(Object point labels)
• • • •

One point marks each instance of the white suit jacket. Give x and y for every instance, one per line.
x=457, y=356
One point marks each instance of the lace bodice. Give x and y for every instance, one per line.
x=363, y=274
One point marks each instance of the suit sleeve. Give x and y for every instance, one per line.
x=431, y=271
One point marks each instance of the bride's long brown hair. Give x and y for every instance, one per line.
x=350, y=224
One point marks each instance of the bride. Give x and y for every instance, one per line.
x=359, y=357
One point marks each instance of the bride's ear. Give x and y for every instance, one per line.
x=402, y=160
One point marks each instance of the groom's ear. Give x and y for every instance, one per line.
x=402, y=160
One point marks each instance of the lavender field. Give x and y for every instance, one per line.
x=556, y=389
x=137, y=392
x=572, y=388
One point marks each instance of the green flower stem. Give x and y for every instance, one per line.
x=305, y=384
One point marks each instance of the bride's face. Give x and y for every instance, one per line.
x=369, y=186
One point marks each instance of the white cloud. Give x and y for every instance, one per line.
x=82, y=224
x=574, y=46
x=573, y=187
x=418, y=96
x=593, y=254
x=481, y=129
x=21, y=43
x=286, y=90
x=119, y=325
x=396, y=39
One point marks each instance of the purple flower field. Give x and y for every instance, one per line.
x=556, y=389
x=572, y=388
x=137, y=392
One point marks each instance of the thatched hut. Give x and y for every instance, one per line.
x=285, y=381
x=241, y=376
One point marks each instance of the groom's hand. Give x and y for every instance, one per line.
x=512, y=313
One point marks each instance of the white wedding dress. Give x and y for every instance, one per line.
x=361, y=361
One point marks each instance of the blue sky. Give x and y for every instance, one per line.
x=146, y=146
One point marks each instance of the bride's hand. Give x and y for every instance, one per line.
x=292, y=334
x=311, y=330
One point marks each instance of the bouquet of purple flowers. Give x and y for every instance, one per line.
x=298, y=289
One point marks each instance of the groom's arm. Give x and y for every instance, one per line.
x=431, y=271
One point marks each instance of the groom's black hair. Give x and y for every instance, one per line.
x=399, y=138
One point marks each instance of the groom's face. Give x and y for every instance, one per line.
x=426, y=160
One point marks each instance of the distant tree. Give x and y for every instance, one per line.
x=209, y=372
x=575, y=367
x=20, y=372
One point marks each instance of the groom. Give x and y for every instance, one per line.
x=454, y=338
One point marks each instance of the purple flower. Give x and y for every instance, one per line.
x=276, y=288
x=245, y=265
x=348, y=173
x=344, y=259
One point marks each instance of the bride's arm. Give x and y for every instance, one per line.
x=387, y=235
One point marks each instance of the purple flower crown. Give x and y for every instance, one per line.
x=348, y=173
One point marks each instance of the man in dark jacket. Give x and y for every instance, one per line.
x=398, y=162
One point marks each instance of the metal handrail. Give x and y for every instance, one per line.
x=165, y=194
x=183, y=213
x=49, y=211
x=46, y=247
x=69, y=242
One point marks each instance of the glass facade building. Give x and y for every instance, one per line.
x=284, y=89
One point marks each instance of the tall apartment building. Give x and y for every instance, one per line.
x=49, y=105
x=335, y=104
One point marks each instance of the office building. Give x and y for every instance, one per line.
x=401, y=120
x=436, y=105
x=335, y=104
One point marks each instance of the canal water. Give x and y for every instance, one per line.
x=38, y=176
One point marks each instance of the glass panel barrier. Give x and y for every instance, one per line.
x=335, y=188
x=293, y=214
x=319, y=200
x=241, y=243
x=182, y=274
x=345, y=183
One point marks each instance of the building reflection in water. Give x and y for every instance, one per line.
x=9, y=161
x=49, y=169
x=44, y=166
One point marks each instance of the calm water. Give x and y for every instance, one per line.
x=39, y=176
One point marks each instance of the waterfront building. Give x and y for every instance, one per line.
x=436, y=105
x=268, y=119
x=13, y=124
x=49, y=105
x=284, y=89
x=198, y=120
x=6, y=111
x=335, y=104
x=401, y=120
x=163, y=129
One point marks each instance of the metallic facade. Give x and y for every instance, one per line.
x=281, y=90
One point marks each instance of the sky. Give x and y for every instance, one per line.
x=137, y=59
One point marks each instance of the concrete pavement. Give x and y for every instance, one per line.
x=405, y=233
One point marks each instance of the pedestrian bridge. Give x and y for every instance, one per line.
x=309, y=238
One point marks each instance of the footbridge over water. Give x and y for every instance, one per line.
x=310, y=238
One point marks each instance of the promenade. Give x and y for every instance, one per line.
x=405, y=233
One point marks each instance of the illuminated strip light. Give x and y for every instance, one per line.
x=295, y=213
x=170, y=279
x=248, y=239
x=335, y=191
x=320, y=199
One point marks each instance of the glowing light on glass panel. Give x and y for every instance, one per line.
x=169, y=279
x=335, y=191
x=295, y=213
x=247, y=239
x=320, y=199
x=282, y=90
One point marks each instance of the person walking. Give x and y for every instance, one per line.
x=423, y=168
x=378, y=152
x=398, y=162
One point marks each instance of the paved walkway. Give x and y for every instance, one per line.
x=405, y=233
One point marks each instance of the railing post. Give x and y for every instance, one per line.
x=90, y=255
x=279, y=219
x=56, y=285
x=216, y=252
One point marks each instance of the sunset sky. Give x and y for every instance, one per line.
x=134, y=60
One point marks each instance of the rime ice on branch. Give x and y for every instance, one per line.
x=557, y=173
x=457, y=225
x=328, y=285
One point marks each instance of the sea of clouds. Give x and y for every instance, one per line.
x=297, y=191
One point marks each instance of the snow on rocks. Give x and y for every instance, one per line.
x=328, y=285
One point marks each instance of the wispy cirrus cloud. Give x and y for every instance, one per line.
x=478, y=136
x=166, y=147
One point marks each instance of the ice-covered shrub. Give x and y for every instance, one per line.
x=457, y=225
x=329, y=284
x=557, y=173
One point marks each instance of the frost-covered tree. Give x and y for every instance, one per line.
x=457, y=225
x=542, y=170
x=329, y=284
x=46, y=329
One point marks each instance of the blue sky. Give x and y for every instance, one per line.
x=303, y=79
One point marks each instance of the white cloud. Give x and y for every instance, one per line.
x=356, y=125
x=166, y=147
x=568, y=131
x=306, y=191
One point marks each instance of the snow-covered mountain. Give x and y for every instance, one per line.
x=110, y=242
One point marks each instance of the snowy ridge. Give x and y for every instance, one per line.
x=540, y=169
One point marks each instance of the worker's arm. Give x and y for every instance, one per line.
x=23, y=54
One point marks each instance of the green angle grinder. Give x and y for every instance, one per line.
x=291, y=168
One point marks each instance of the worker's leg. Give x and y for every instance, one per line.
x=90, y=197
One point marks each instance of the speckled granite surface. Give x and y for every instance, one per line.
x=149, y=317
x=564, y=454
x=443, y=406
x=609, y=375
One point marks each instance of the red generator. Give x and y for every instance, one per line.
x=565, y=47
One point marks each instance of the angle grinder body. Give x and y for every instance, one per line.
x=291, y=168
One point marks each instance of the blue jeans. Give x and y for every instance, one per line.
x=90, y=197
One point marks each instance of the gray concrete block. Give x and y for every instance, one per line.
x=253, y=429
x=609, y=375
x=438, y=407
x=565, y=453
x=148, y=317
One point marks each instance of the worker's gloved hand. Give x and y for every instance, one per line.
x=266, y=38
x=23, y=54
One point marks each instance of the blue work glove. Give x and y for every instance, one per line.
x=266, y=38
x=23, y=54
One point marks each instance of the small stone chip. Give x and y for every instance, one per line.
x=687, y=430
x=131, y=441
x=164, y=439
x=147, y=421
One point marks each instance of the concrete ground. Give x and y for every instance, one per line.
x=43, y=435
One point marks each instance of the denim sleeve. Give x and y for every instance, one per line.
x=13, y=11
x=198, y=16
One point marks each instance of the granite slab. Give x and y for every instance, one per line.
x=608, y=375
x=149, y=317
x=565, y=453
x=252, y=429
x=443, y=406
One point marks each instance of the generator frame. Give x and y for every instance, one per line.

• • • •

WHAT IS BEING ASKED:
Rewrite the rows from the line containing "One point marks each instance of the granite" through the last row, requests included. Multiply every x and y coordinate by 0.9 and round to whole numbers, with halves rounded up.

THE RESPONSE:
One point marks each instance of the granite slab. Give x and y for every instance, one per line.
x=547, y=338
x=134, y=285
x=509, y=408
x=227, y=386
x=399, y=365
One point marks each instance of the generator frame. Give x and y for every instance, one per line.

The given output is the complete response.